** START **

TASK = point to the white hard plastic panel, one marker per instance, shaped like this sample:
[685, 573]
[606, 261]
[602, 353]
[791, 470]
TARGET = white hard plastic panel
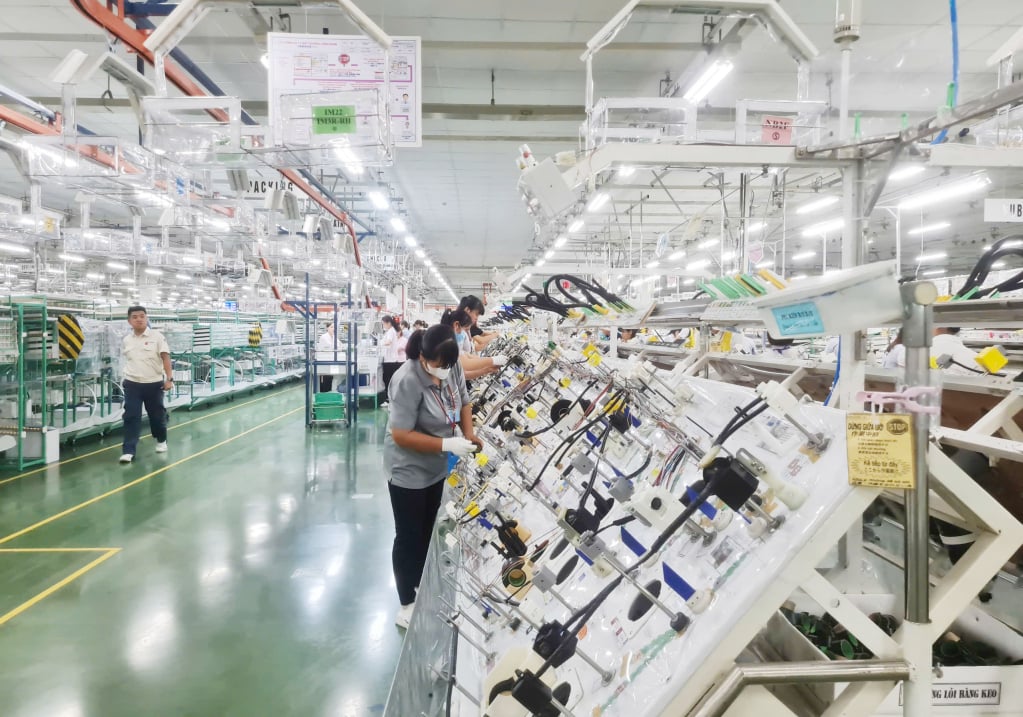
[652, 663]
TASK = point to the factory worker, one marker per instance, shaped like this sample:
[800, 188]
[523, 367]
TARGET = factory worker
[475, 308]
[952, 356]
[431, 416]
[474, 366]
[389, 345]
[326, 345]
[146, 375]
[403, 331]
[895, 356]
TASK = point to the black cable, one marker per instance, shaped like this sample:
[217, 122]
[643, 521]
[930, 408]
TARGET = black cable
[982, 269]
[596, 464]
[582, 615]
[575, 436]
[741, 418]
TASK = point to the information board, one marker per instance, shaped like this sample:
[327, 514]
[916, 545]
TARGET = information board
[319, 63]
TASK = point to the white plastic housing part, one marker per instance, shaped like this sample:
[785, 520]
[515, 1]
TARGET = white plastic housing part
[700, 600]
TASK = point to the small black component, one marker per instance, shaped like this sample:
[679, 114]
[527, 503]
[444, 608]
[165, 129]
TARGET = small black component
[560, 547]
[582, 520]
[560, 409]
[732, 483]
[619, 421]
[679, 623]
[567, 570]
[554, 643]
[641, 605]
[532, 692]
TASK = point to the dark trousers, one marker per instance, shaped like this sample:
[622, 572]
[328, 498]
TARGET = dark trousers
[389, 370]
[151, 396]
[414, 512]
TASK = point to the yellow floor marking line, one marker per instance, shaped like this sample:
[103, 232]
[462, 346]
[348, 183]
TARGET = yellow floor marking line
[141, 438]
[145, 478]
[110, 552]
[56, 549]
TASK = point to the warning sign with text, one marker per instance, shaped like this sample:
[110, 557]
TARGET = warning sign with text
[338, 120]
[776, 130]
[880, 450]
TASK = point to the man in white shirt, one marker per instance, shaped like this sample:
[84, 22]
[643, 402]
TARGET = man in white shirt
[947, 343]
[146, 375]
[389, 342]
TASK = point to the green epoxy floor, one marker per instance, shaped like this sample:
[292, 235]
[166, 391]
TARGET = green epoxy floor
[252, 580]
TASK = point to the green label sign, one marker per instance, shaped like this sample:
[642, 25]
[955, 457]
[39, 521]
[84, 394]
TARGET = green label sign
[334, 120]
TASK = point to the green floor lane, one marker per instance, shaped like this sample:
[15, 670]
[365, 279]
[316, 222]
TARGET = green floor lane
[253, 579]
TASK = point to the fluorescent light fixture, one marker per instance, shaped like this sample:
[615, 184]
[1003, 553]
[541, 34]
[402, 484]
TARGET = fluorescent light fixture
[710, 79]
[929, 228]
[817, 205]
[377, 199]
[831, 226]
[13, 249]
[906, 172]
[952, 190]
[597, 202]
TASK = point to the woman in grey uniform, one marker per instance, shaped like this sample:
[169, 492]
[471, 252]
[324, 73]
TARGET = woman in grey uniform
[431, 416]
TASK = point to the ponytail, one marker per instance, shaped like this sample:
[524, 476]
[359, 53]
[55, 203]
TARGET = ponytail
[413, 349]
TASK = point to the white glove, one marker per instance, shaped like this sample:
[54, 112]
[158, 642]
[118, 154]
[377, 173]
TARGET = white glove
[457, 445]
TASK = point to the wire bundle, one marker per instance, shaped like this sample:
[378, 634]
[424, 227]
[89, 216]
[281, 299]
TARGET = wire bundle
[974, 286]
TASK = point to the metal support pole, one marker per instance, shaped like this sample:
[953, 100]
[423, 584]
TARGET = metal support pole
[918, 325]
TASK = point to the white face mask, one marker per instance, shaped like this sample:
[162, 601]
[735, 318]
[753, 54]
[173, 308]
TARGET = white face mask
[441, 373]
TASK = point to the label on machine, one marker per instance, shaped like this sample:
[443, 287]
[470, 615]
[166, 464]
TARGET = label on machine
[880, 450]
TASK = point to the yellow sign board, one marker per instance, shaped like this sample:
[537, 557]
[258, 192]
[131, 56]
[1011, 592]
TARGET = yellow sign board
[880, 450]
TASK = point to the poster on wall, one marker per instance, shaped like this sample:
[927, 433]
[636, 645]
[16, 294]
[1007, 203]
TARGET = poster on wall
[311, 64]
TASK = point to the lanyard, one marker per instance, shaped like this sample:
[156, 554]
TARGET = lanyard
[449, 414]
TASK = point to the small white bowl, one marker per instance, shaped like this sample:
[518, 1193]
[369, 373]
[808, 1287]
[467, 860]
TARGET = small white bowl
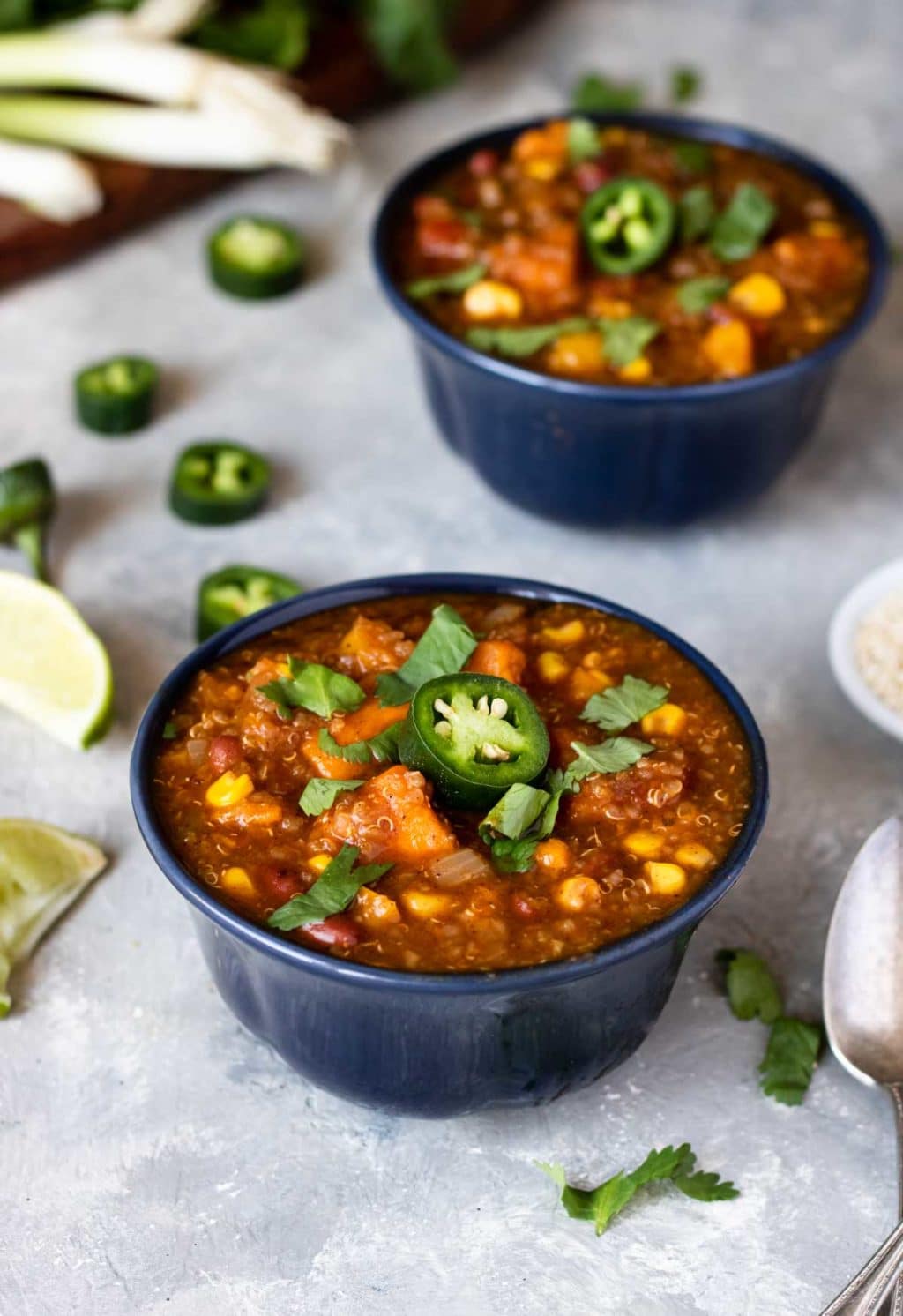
[841, 639]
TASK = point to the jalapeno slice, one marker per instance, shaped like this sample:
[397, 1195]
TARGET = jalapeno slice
[237, 591]
[473, 736]
[254, 257]
[218, 483]
[26, 505]
[627, 224]
[116, 396]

** END **

- [WHAT IS NEEDED]
In the copy, leave out all pictures, and retype exactly each line from the one with "TASK = point to the white face" through the last line of the entries.

- [TASK SOLUTION]
TASK = point to the white face mask, one marker per instance, shaped like this sample:
[162, 601]
[735, 318]
[753, 54]
[173, 308]
TARGET = white face mask
[441, 373]
TASK = point to the label on machine, one marker per instance, shaped like this sample:
[443, 287]
[470, 615]
[166, 464]
TARGET = label on machine
[880, 450]
TASK = point to the yellow sign board, one marker per instance, shaped like this sample:
[537, 557]
[258, 192]
[131, 56]
[1011, 592]
TARGET = yellow sign board
[880, 450]
TASK = point to the poster on wall, one marker per instance, shaped like this sample:
[927, 433]
[636, 645]
[16, 294]
[1007, 203]
TARGET = poster on wall
[311, 64]
TASK = point to the lanyard, one marker per instance, shaped like this sample:
[156, 554]
TARGET = lanyard
[449, 414]
TASK = point to the small white bowl, one marker per instance, shaped like this sample:
[518, 1193]
[369, 373]
[808, 1287]
[467, 860]
TARGET = small white bowl
[841, 639]
TASK = point to the jalapeno slice, one marker per instance, shaped like this sample:
[397, 1195]
TARGET = jalapeno slice
[237, 591]
[473, 736]
[254, 257]
[218, 483]
[26, 505]
[627, 224]
[116, 396]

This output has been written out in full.